DOKUMENT:
______
Szczególnie pamiętamy o wskazującym drogę
pojednania geście polskich biskupów, którzy w 1965 roku w czasie obrad kończącego
się Soboru jako pierwsi wyciągnęli w kierunku swoich niemieckich współbraci dłoń pojednania.
Odpowiedź niemieckich biskupów świadczyła o ich otwarciu na dar nowego początku. Z
wdzięcznością wspominamy również inne liczne inicjatywy na rzecz pokoju i pojednania,
które wyszły od chrześcijan oraz od innych środowisk polskiego i niemieckiego społeczeństwa
a potem zostały rozwinięte na płaszczyźnie politycznej.
Nie należy również
przemilczać faktu, że droga pojednania i współpracy, którą od tamtego czasu kroczy
Kościół w obu naszych krajach, była niekiedy trudna i nie pozbawiona nieporozumień
i obciążeń. Nauczyliśmy się jednak, że niezbędnymi elementami procesu budowania wspólnego
dobra są cierpliwość, delikatność i prawdomówność.
Z ogromną wdzięcznością
przywołujemy na pamięć zorganizowane i spontaniczne akcje pomocy ze strony katolików
i społeczeństwa niemieckiego, dla ludzi w Polsce, którzy w wyniku załamania się komunistycznego
systemu ekonomicznego w roku 1980 znaleźli się na skraju humanitarnej katastrofy.
______
TREŚĆ ZADANIA 1:
Zapisz dokładnie fragment tekstu o pojednaniu polsko-niemieckim od słów „Nie należy również” aż do słów „skraju humanitarnej katastrofy.” włącznie.
TREŚĆ ZADANIA 2:
Wymień wszystkie cechy, które tekst o pojednaniu polsko-niemieckim nazywa niezbędnymi elementami procesu budowania wspólnego dobra.
TREŚĆ ZADANIA 3:
Proszę kontynuować tekst o pojednaniu polsko-niemieckim, zaczynając zaraz po jego ostatnim zdaniu.

PRZEKAZANE DANE:
______
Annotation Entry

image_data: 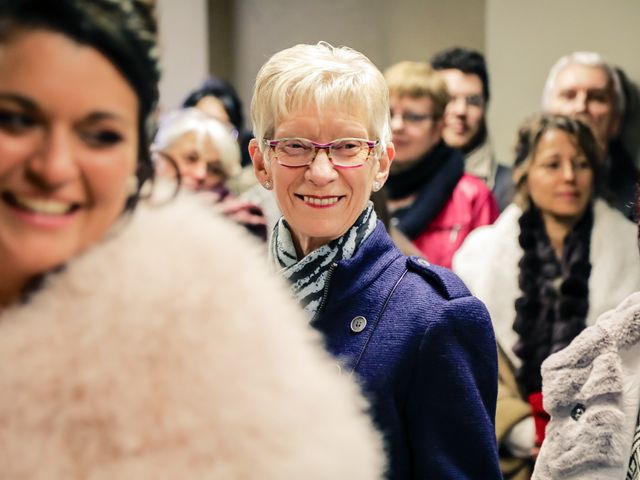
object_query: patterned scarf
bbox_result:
______
WYNIK KOŃCOWY 1:
Nie należy również
przemilczać faktu, że droga pojednania i współpracy, którą od tamtego czasu kroczy
Kościół w obu naszych krajach, była niekiedy trudna i nie pozbawiona nieporozumień
i obciążeń. Nauczyliśmy się jednak, że niezbędnymi elementami procesu budowania wspólnego
dobra są cierpliwość, delikatność i prawdomówność.
Z ogromną wdzięcznością
przywołujemy na pamięć zorganizowane i spontaniczne akcje pomocy ze strony katolików
i społeczeństwa niemieckiego, dla ludzi w Polsce, którzy w wyniku załamania się komunistycznego
systemu ekonomicznego w roku 1980 znaleźli się na skraju humanitarnej katastrofy.

WYNIK KOŃCOWY 2:
cierpliwość, delikatność, prawdomówność

WYNIK KOŃCOWY 3:
Wtedy to nawiązały się więzi solidarności i przyjaźni między rodzinami, parafiami
i innymi podmiotami życia społecznego. Dokonał się prawdziwy proces zbliżenia, poznania
i wzajemnej akceptacji. Ten ogromny kapitał społecznych więzi powinien być także troskliwie
pielęgnowany i w przyszłości.
Zapraszamy wszystkich, którym w europejskim
domu zależy na atmosferze relacji sąsiedzkich, aby nie wracając selektywnie do przeszłości,
zajęli się intensywniej budowaniem wspólnej przyszłości. Wszystkim nam potrzebne jest
patrzenie w przyszłość, ku której chcemy zmierzać, nie zapominając ani nie pomniejszając
historycznej prawdy we wszystkich jej aspektach. Temu zamiarowi z pewnością służą
prace komisji podręcznikowej opracowującej wspólny podręcznik polsko-niemieckiej historii.
Wyrażamy nadzieję, że prace te zostaną wkrótce zakończone a opracowanie stanie się
dla młodego pokolenia w Niemczech i w Polsce źródłem wiedzy o naszej trudnej i obciążonej
doświadczeniem przeszłości. Apelujemy również do ludzi mediów: dziennikarzy, pracowników
radia i telewizji, aby sprostali swojej odpowiedzialności za klimat wzrastającego
zaufania między Polakami a Niemcami.
Kształtowanie przyszłości
(5.)
Należy stwierdzić, że jeśli nawet procesy pojednania w minionych dziesięcioleciach
przyniosły dobre owoce, to jednak doświadczenia wojny i czasów późniejszych w relacjach
naszych narodów są wciąż jeszcze żywe. W niektórych społecznych czy politycznych tendencjach
ujawnia się również pokusa propagandowego wykorzystania raz już w historii zaistniałych
zranień i pobudzania resentymentów wynikających z jednostronnych interpretacji historycznych.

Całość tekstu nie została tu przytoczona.